(Location identification entries)

_ _ _ _ _ _ _

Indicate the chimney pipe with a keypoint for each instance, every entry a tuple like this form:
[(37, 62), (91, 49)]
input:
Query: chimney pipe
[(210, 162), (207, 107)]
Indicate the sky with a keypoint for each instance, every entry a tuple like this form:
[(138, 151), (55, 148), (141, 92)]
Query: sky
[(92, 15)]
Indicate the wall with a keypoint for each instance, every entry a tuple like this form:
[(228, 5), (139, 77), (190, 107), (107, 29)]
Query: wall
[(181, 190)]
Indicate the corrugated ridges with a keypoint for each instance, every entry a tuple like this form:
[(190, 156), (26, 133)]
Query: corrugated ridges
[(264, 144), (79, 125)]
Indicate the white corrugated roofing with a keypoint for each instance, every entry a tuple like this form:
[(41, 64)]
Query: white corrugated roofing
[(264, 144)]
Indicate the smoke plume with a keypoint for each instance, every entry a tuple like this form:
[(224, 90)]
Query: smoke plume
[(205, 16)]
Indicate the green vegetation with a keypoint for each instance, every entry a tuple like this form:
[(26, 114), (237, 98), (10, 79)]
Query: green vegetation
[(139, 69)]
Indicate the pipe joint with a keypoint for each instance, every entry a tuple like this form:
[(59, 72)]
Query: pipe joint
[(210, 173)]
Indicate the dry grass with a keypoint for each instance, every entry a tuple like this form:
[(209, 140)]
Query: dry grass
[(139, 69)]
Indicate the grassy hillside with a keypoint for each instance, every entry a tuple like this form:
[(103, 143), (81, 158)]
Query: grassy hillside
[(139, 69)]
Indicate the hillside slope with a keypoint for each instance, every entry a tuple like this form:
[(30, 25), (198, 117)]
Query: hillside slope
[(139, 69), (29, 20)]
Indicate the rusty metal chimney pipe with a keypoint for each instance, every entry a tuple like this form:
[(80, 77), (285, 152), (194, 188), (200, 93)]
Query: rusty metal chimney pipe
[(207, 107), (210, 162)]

_ _ _ _ _ _ _

Convert the records above into a JSON list of strings, with one string for each line and blank lines omitted.

[
  "Indicate the chimney pipe with a keypoint for each instance, every entry a tuple like this form:",
  "[(37, 62), (91, 49)]",
  "input:",
  "Query: chimney pipe",
  "[(210, 162), (207, 107)]",
  "Indicate the sky with a keypoint for each instance, every entry a tuple like this form:",
  "[(138, 151), (55, 148), (141, 92)]",
  "Query: sky",
  "[(92, 15)]",
  "Indicate the wall with a keypoint for each instance, every entry a tuple like this form:",
  "[(228, 5), (139, 77), (190, 107), (107, 29)]",
  "Query: wall",
  "[(181, 190)]",
  "Indicate the corrugated ridges with a keypoint for each instance, every entry a tuple like this form:",
  "[(190, 156), (26, 133)]",
  "Query: corrugated ridges",
  "[(264, 144), (79, 125)]",
  "Indicate the white corrugated roofing with a keypoint for each instance, every entry a tuple like this form:",
  "[(41, 64)]",
  "Query: white corrugated roofing",
  "[(264, 144)]",
  "Indicate the smoke plume with a keypoint for each instance, every entry a tuple like this form:",
  "[(224, 90)]",
  "Query: smoke plume",
  "[(205, 16)]",
  "Indicate the green vegetation with a keypoint for each instance, every entry a tuple like this form:",
  "[(26, 114), (237, 98), (10, 79)]",
  "Query: green vegetation",
  "[(139, 69)]",
  "Indicate the pipe joint with a keypoint for each instance, every entry a tuple like this form:",
  "[(59, 72)]",
  "Query: pipe joint",
  "[(210, 173)]",
  "Indicate the dry grass with a keypoint for each instance, every entry a tuple like this form:",
  "[(209, 140)]",
  "Query: dry grass",
  "[(139, 69)]",
  "Indicate the grassy hillside with a keypoint for each instance, every entry a tuple like this form:",
  "[(103, 143), (81, 158)]",
  "Query: grassy hillside",
  "[(139, 69)]",
  "Indicate the hillside slope with a keypoint for each instance, every entry a tuple like this form:",
  "[(30, 25), (198, 117)]",
  "Query: hillside slope",
  "[(139, 69), (29, 20)]",
  "Indicate the rusty metal chimney pipe with a keypoint for each instance, every entry a tuple like this form:",
  "[(80, 77), (285, 152), (194, 188), (200, 93)]",
  "Query: rusty metal chimney pipe",
  "[(207, 107), (210, 162)]"
]